Text —
The Brick Tavern House is a former inn on the National Road west of St. Clairsville, Ohio, United States. One of the oldest National Road taverns still in existence, it was built in the early nineteenth century. Although it fell into dilapidation during the late twentieth century, it was named a historic site in 1995, and extensive restoration was to be performed in the early 2010s but to date, has not been.

The tavern's construction date varies widely in different sources. A history of Belmont County published in 1903 proposed that it had been built in 1812; the U.S. Department of Transportation believes that it was constructed in 1828; a restoration firm, Centennial Preservation Group, states that it was erected in 1825; and the National Park Service gives its construction year as 1831. Built of brick on a foundation of sandstone, the tavern is covered with a tin roof and features elements of sandstone and slate. The two-and-a-half-story building features a gabled roof, while the overall design includes a rear ell faced by porches on both sides.

Numerous taverns were constructed along the National Road in its earliest years, as the road saw its golden years between 1825 and 1845. However, the coming of railroads later in the century relegated the road to a farm track by 1900, and its businesses and towns were reduced to serving only local needs. Although it survived the neglect of long-distance travelers, the Brick Tavern House gradually fell into dilapidation; by 2012, its windows were boarded up, and the entire structure was tending toward collapse, even though it was part of the campus of Ohio University East. To save the building, the university applied for historic preservation grants from the federal government, and in September 2006 the U.S. Department of Transportation announced that they had been awarded $128,000 for restoration. Restoration was forced to wait; early 2012 saw the tavern still deteriorating amid a protracted bidding process. Ultimately, the Belmont County Commissioners agreed to permit bidding for renovation, including roof repairs, in April 2012, and construction had been finished by June of the following year. Work was performed by Centennial Preservation Group, with assistance by Hays Landscape Architecture.

Data shown —
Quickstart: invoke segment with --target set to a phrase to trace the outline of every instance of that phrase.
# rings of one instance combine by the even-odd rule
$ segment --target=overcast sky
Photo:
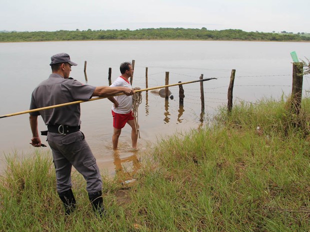
[[[310,0],[1,0],[0,30],[183,27],[310,32]]]

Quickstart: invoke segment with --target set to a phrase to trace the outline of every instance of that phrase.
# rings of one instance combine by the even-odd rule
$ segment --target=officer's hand
[[[124,93],[127,96],[132,95],[134,93],[132,89],[130,89],[128,88],[126,88],[126,89],[124,89]]]
[[[41,140],[40,139],[40,137],[32,137],[31,142],[30,144],[34,147],[39,147],[41,146]]]

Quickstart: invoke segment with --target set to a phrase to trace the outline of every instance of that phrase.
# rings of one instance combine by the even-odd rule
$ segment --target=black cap
[[[78,65],[77,63],[70,60],[70,56],[67,53],[56,54],[50,57],[50,60],[52,62],[50,64],[50,65],[60,63],[68,63],[73,66]]]

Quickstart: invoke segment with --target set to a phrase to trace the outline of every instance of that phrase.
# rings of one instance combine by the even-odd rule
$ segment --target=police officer
[[[71,66],[77,64],[70,60],[66,53],[51,57],[52,73],[34,90],[30,109],[77,100],[88,100],[92,96],[106,97],[124,93],[131,95],[132,89],[124,87],[95,87],[84,85],[69,78]],[[64,204],[65,213],[74,211],[76,199],[71,182],[72,166],[86,182],[86,190],[94,210],[104,213],[102,198],[102,180],[96,160],[80,130],[80,104],[30,113],[30,121],[32,134],[32,144],[41,146],[38,129],[38,116],[41,115],[48,126],[47,141],[52,152],[55,166],[57,191]]]

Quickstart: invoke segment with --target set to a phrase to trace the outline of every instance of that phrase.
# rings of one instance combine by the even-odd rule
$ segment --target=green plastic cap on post
[[[290,56],[293,60],[294,63],[298,63],[299,62],[298,60],[298,57],[297,57],[297,54],[296,51],[292,51],[290,52]]]

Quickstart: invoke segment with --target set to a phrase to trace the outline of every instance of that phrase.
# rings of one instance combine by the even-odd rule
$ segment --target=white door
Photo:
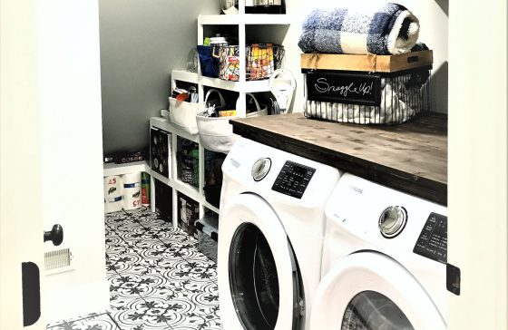
[[[44,329],[37,287],[44,285],[37,276],[44,270],[37,13],[35,1],[0,5],[0,328]],[[24,263],[33,269],[24,274],[31,286],[24,290]]]
[[[260,197],[228,199],[219,222],[219,299],[225,330],[299,329],[301,279],[288,236]]]
[[[444,330],[425,290],[401,265],[376,252],[349,255],[321,280],[312,330]]]
[[[21,262],[34,261],[40,271],[45,317],[34,326],[109,306],[99,8],[96,0],[1,4],[0,328],[17,329]],[[51,246],[43,245],[43,230],[55,223],[73,267],[48,275],[44,252]]]
[[[44,225],[62,225],[72,254],[44,277],[53,323],[109,307],[98,0],[42,1],[37,18]]]

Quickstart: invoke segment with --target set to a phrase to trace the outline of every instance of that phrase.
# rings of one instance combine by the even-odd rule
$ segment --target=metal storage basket
[[[308,118],[398,124],[432,111],[428,66],[396,73],[308,70],[304,73]]]
[[[239,46],[223,45],[219,52],[219,78],[239,80]],[[273,44],[252,44],[246,46],[246,80],[268,79],[279,69],[284,59],[284,46]]]

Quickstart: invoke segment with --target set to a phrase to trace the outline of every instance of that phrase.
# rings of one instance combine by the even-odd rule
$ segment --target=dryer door
[[[430,296],[394,259],[376,252],[346,257],[319,284],[312,330],[444,330]]]
[[[223,209],[218,251],[223,329],[298,329],[301,280],[280,219],[254,194],[236,196]]]

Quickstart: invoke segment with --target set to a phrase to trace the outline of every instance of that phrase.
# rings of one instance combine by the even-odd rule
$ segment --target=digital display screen
[[[286,161],[271,188],[272,190],[301,199],[316,169]]]

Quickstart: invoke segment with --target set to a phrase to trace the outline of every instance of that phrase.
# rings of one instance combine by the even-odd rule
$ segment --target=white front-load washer
[[[222,164],[218,277],[225,330],[308,329],[325,205],[339,171],[247,139]]]
[[[345,173],[326,216],[312,330],[446,328],[445,207]]]

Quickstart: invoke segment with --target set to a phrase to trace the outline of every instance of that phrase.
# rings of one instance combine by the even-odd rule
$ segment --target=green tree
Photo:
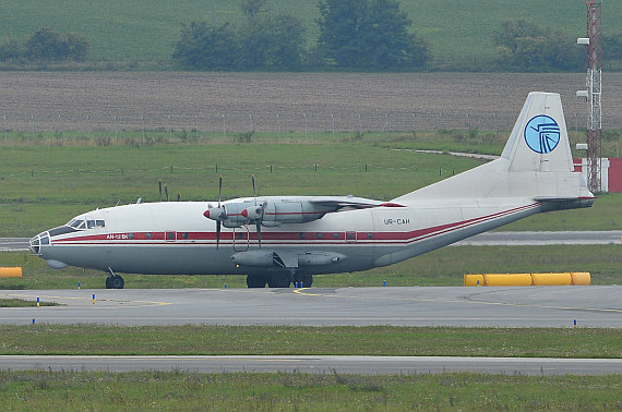
[[[24,48],[14,38],[7,38],[0,45],[0,61],[15,60],[24,56]]]
[[[258,19],[241,35],[243,69],[298,70],[304,56],[304,26],[289,14]]]
[[[509,20],[494,35],[497,62],[502,69],[526,72],[571,71],[584,65],[574,38],[545,31],[525,20]]]
[[[429,58],[424,39],[408,33],[412,22],[396,0],[323,0],[319,47],[342,68],[405,70]]]
[[[622,34],[602,35],[602,59],[622,59]]]
[[[24,48],[31,60],[83,61],[91,45],[81,35],[60,34],[49,27],[43,27],[28,38]]]
[[[234,70],[239,64],[239,52],[240,40],[234,26],[192,22],[182,26],[172,58],[200,70]]]

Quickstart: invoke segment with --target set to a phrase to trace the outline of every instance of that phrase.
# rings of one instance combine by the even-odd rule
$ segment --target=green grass
[[[0,289],[104,289],[106,274],[50,269],[28,252],[0,253],[0,266],[22,266],[22,278],[0,279]],[[363,272],[318,275],[313,287],[463,286],[464,274],[589,271],[591,284],[622,284],[620,245],[460,246]],[[246,288],[244,276],[123,275],[128,289]]]
[[[82,134],[61,138],[10,133],[0,150],[0,237],[31,237],[73,216],[117,203],[159,198],[158,179],[172,199],[215,199],[218,174],[223,196],[252,194],[255,174],[261,195],[347,195],[388,201],[471,169],[482,160],[418,154],[415,148],[499,154],[503,144],[481,133],[456,142],[451,134],[392,133],[383,136],[331,133],[283,136],[259,134],[253,143],[224,142],[201,134],[181,144],[149,132],[153,145],[95,146]],[[140,143],[141,134],[127,136]],[[160,138],[162,137],[162,138]],[[577,137],[578,138],[578,137]],[[405,148],[408,150],[394,150]],[[367,170],[367,171],[366,171]],[[549,214],[514,223],[513,230],[614,230],[622,228],[620,194],[603,195],[583,210]]]
[[[0,372],[8,410],[615,410],[620,376]]]
[[[215,4],[218,25],[225,22],[243,24],[240,2],[215,0]],[[37,28],[50,26],[59,32],[84,35],[93,45],[92,58],[95,60],[168,62],[172,47],[179,40],[181,24],[196,20],[212,22],[211,5],[211,2],[199,0],[8,1],[0,13],[0,39],[7,36],[25,39]],[[288,12],[302,19],[308,44],[316,41],[316,1],[267,0],[266,8],[271,12]],[[486,70],[482,62],[493,56],[492,36],[504,20],[525,19],[543,28],[563,32],[573,43],[586,31],[585,3],[576,0],[559,0],[546,7],[538,0],[481,0],[477,3],[453,0],[427,8],[403,0],[402,9],[414,21],[412,32],[429,40],[432,66],[439,68]],[[615,15],[622,15],[622,3],[606,2],[603,33],[622,32],[622,21]]]
[[[622,329],[0,325],[0,354],[622,358]]]

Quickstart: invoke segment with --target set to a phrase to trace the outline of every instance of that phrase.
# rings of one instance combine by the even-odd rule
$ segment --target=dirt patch
[[[622,128],[622,73],[606,73],[603,84],[605,126]],[[562,95],[574,130],[587,117],[575,97],[584,87],[583,73],[2,73],[0,128],[507,130],[527,94],[545,90]]]

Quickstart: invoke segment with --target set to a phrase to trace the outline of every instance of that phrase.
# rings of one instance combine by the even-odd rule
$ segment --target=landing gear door
[[[234,228],[234,251],[244,252],[249,250],[249,228],[241,226]]]

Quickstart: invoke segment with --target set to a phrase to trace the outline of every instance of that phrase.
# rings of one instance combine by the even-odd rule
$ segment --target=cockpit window
[[[95,229],[105,228],[105,220],[83,220],[83,219],[71,219],[65,226],[74,229]]]

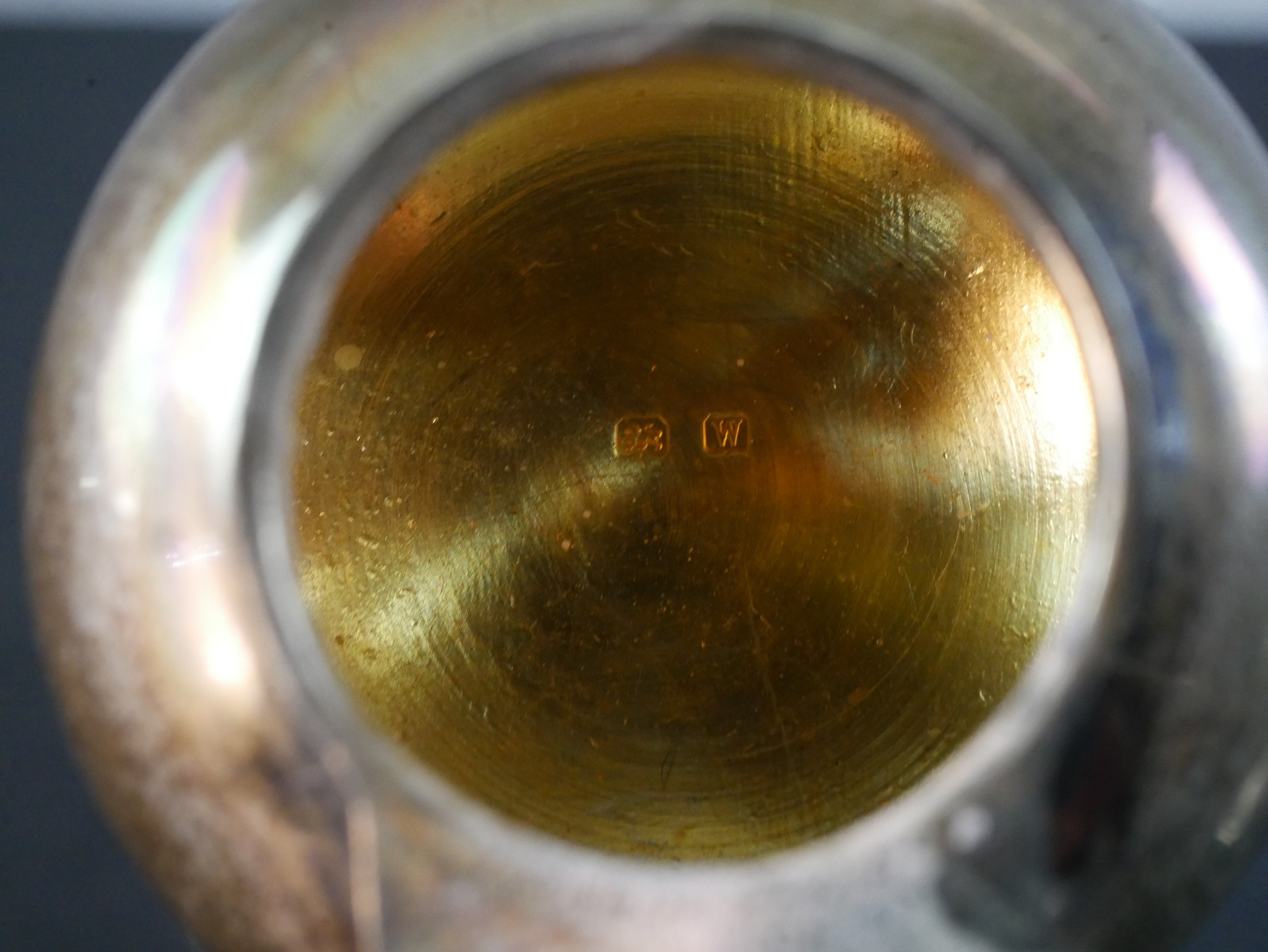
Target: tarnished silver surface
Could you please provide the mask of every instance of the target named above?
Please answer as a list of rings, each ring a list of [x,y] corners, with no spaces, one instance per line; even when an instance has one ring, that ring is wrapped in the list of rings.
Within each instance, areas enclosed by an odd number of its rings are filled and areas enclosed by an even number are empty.
[[[592,852],[455,792],[356,712],[290,560],[288,407],[388,203],[515,96],[670,51],[937,142],[1060,289],[1101,434],[1075,593],[1018,687],[898,801],[751,862]],[[1174,943],[1264,823],[1265,237],[1252,133],[1110,0],[249,8],[117,158],[42,368],[28,553],[96,788],[216,949]]]

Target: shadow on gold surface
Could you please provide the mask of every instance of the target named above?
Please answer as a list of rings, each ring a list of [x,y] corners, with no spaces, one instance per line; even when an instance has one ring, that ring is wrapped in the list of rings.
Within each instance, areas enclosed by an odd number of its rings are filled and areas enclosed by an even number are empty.
[[[724,62],[434,156],[302,385],[298,573],[373,721],[558,837],[747,857],[942,762],[1060,616],[1070,316],[893,114]]]

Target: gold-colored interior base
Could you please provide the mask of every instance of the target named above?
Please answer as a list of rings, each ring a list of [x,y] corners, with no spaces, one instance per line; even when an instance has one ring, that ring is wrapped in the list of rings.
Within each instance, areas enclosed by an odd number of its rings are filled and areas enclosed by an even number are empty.
[[[801,843],[955,750],[1063,610],[1097,468],[998,203],[881,109],[708,60],[434,157],[297,420],[297,569],[368,715],[663,858]]]

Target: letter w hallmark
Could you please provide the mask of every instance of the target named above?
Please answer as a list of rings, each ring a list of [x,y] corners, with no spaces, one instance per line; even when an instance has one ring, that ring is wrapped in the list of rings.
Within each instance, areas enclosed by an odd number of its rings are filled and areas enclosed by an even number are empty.
[[[710,413],[705,417],[705,453],[730,456],[748,453],[748,417],[743,413]]]

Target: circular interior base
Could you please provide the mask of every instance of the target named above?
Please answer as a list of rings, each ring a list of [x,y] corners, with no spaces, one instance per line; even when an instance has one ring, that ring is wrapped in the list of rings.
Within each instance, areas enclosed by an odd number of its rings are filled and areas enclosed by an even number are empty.
[[[990,714],[1096,478],[1069,313],[893,114],[708,60],[487,118],[350,266],[298,573],[368,715],[503,814],[666,858],[875,810]]]

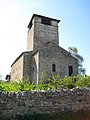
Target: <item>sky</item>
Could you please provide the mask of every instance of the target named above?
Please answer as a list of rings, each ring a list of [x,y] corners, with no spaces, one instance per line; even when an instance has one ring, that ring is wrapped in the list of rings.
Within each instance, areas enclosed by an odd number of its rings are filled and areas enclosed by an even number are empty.
[[[59,45],[76,47],[90,75],[90,0],[0,0],[0,75],[27,50],[27,26],[33,14],[61,20]]]

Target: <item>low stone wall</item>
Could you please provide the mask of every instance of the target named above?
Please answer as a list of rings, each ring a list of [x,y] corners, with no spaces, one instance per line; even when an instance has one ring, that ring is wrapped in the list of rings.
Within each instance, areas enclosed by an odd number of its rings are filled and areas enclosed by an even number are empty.
[[[0,92],[0,118],[79,110],[90,110],[90,89]]]

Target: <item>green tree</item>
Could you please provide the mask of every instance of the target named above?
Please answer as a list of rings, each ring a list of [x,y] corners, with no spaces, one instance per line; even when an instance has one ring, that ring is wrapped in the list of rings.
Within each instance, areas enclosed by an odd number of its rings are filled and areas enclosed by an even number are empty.
[[[86,69],[83,68],[84,58],[78,54],[78,49],[76,47],[69,47],[69,52],[78,60],[78,73],[80,75],[85,75]]]

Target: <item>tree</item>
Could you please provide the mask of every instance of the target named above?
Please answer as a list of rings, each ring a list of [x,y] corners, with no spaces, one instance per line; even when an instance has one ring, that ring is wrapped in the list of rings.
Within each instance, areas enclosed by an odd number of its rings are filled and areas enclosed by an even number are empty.
[[[78,60],[78,73],[80,75],[85,75],[86,69],[83,68],[83,65],[82,65],[82,63],[84,62],[84,58],[78,54],[78,50],[76,47],[69,47],[68,49],[71,55]]]

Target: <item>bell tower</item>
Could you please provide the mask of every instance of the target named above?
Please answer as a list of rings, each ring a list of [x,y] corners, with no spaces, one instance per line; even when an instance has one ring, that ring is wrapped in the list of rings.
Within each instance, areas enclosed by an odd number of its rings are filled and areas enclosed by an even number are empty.
[[[48,42],[59,45],[58,23],[60,20],[33,14],[28,25],[27,50],[44,47]]]

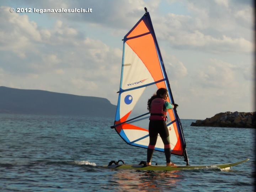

Work task 1 —
Do these statements agree with the text about the Brick Tavern House? For each one, answer yes or no and quote the words from that text that decide it.
(a) The National Park Service dates the tavern's construction to 1831.
(b) The tavern is covered with a slate roof.
(c) The National Road saw its golden years between 1845 and 1900.
Work task 2 — According to the text about the Brick Tavern House, how much money did the U.S. Department of Transportation announce in September 2006 had been awarded for restoration?
Work task 3 — Continue the text about the Brick Tavern House from its last sentence.

Exercise result 1 —
(a) Yes: "the National Park Service gives its construction year as 1831"
(b) No: "the tavern is covered with a tin roof"
(c) No: "the road saw its golden years between 1825 and 1845"

Exercise result 2 — $128,000.

Exercise result 3 —
In 1995, amid its deterioration, the Brick Tavern House was listed on the National Register of Historic Places, qualifying because of its place in local history; a secondary building was included with the tavern in the designation. Part of its historical importance derives from its location next door to the Great Western Schoolhouse, another National Register-listed building; local school districts use the schoolhouse for field trips, and the restoration grant was awarded in hopes that the renovated tavern might become a museum in connection with the schoolhouse.